## WHAT IS EXPECTED
Set down a faithful copy of every record below, with no images.

╭─ STUDY MATERIAL

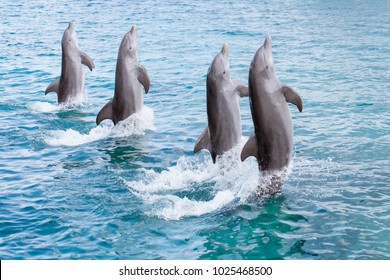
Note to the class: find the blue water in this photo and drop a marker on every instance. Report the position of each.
(71, 190)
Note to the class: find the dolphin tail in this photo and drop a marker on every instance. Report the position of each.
(292, 97)
(251, 148)
(105, 113)
(86, 60)
(143, 78)
(203, 141)
(243, 91)
(54, 87)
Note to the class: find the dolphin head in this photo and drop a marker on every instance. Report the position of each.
(69, 39)
(128, 46)
(219, 68)
(263, 60)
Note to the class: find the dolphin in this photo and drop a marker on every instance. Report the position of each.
(70, 85)
(272, 141)
(223, 111)
(129, 76)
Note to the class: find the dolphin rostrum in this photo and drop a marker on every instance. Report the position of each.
(223, 111)
(129, 76)
(272, 141)
(70, 85)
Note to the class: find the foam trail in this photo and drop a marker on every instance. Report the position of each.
(71, 137)
(44, 107)
(136, 124)
(195, 186)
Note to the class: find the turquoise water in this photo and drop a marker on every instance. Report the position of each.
(71, 190)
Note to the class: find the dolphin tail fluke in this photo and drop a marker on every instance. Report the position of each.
(251, 148)
(143, 78)
(243, 91)
(53, 87)
(105, 113)
(203, 141)
(86, 60)
(292, 97)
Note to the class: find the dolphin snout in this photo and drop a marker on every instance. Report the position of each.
(133, 29)
(71, 25)
(225, 49)
(267, 42)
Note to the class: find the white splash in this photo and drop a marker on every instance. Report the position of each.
(136, 124)
(71, 137)
(44, 107)
(225, 183)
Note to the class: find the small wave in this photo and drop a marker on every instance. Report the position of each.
(195, 186)
(136, 124)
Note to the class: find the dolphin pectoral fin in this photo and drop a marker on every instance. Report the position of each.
(86, 60)
(53, 87)
(203, 141)
(250, 149)
(143, 78)
(243, 91)
(105, 113)
(292, 97)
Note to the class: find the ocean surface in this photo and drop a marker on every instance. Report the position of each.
(72, 190)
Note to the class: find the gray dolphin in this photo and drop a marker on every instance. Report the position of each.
(223, 111)
(272, 141)
(70, 85)
(129, 76)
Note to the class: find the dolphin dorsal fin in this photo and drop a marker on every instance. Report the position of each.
(86, 60)
(53, 87)
(143, 78)
(105, 113)
(203, 141)
(292, 97)
(251, 148)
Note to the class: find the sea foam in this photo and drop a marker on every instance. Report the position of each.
(136, 124)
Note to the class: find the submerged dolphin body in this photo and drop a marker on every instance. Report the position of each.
(272, 141)
(129, 77)
(223, 111)
(70, 85)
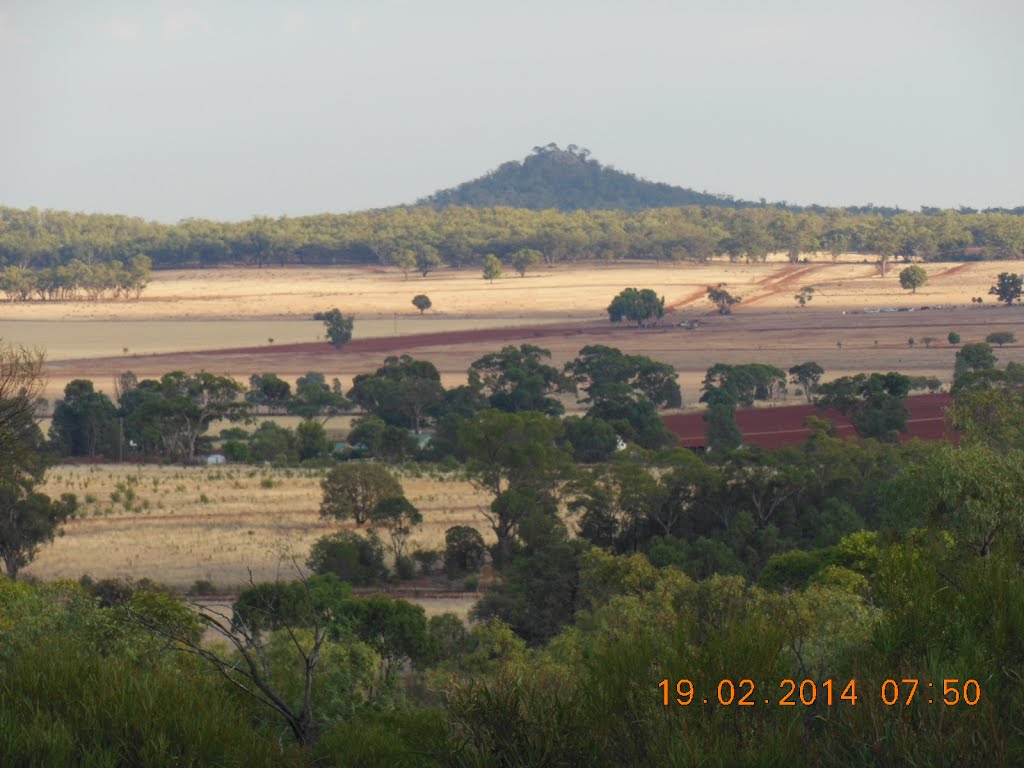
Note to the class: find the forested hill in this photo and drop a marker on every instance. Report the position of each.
(569, 179)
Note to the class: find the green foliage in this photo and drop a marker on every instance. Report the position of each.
(353, 558)
(268, 390)
(872, 402)
(973, 357)
(974, 492)
(592, 439)
(723, 432)
(1000, 338)
(566, 179)
(28, 519)
(807, 375)
(311, 440)
(275, 605)
(912, 278)
(538, 594)
(171, 415)
(517, 458)
(422, 302)
(337, 327)
(492, 267)
(722, 299)
(269, 442)
(314, 399)
(517, 379)
(403, 392)
(85, 422)
(397, 516)
(638, 306)
(464, 551)
(352, 489)
(742, 384)
(44, 251)
(605, 374)
(1008, 288)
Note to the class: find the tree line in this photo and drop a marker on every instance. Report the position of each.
(424, 239)
(78, 280)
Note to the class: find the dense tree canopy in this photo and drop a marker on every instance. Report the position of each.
(463, 236)
(638, 306)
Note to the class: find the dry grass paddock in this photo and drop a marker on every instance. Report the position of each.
(180, 524)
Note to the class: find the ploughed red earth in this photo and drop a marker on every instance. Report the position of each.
(776, 427)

╰─

## ANSWER SECTION
Note to the class: find the blue water in this photo and drop a marker on every instance. Report the position of each.
(71, 190)
Note to the class: find the dolphin tail in this photo and drop a marker on every instance. Report the position of each.
(292, 97)
(251, 148)
(105, 113)
(86, 60)
(143, 78)
(203, 141)
(243, 91)
(54, 87)
Note to the class: find the dolphin head in this photo and drop a marker on every instance. Report the position of each.
(69, 39)
(128, 46)
(219, 68)
(263, 60)
Note to the class: find the dolphin in this photo and drop a marker on every instance. Report the position of each.
(70, 85)
(272, 141)
(223, 111)
(129, 76)
Note to the class: find the dolphin rostrum in this photo and drop a marker on every instance. Report the position of each.
(223, 111)
(129, 76)
(272, 141)
(70, 85)
Note to the class: find the foam trail in this photo and drop a marker on every instance. Report the position of each.
(71, 137)
(44, 107)
(136, 124)
(195, 186)
Note to the class: find the turquoise water in this photo and drop a marker on every instance. Report the position of each.
(71, 190)
Note to the class: find the dolphin tail fluke in this photo and drop a marker on every instance. Report the position of each.
(251, 148)
(143, 78)
(243, 91)
(53, 87)
(105, 113)
(203, 141)
(86, 60)
(292, 97)
Note to the class: find the dolphin snout in this photo and drop a marker on every instance. Report the position of each.
(133, 29)
(71, 25)
(225, 49)
(267, 42)
Note to the class: find the white splash in this photo and drop a marker on every instance. Report the position of each.
(136, 124)
(71, 137)
(44, 107)
(225, 183)
Note to the class: find the small wave in this photo and drop a marker on every instance. Report the position of each.
(195, 186)
(136, 124)
Note to the class: find the dolphin pectoral fin in this photo and drop a marker on every instance. Report the position of each.
(86, 60)
(53, 87)
(203, 141)
(250, 149)
(143, 78)
(243, 91)
(105, 113)
(292, 97)
Note to the class: find the ocean surface in this photo and drop a marker on every instance. Report the position of each.
(72, 190)
Note to the class: find the gray dolphin in this photo and drop a marker on every instance. Report the position of each.
(223, 111)
(272, 141)
(70, 85)
(129, 76)
Note to the class: find the dolphin dorsal fin in this photo and drop a marker on every instance. Report the position of each.
(86, 60)
(53, 87)
(143, 78)
(105, 113)
(203, 141)
(292, 97)
(251, 148)
Note to the class: find the sea foam in this photo and drop a marker on every instance. Report the position of each.
(136, 124)
Note to the class: find the submerged dolphin body in this photo and drop a marker on every instance. Report the position of each.
(272, 141)
(129, 77)
(223, 111)
(70, 85)
Note to the class: find the forested hill in this photo and drop a marker on every instance. Report the position of each.
(569, 179)
Note to the class: find the green foliage in this photo and drop a marker on every instance. Report the position of each.
(353, 558)
(268, 390)
(872, 402)
(973, 357)
(974, 492)
(592, 439)
(723, 432)
(1000, 338)
(566, 179)
(28, 519)
(807, 375)
(311, 440)
(275, 605)
(912, 278)
(538, 594)
(171, 415)
(517, 458)
(422, 302)
(337, 327)
(492, 267)
(722, 299)
(269, 442)
(314, 399)
(517, 379)
(403, 392)
(85, 422)
(397, 516)
(638, 306)
(464, 551)
(352, 489)
(742, 384)
(44, 251)
(605, 374)
(1008, 288)
Note to the class: find the tree line in this photo and drop a marker on every instance. Report the position of each.
(424, 239)
(78, 280)
Note to the class: find the dense tree canopy in this photo and drop a marker on every instance. Report the position of each.
(463, 236)
(638, 306)
Note to the class: find the dry grass paddock in this photo and drop a marker on every instance. Report the position of each.
(180, 524)
Note to the class: find the ploughed red earth in this photo and drop a marker on every instance. Report the position of each.
(776, 427)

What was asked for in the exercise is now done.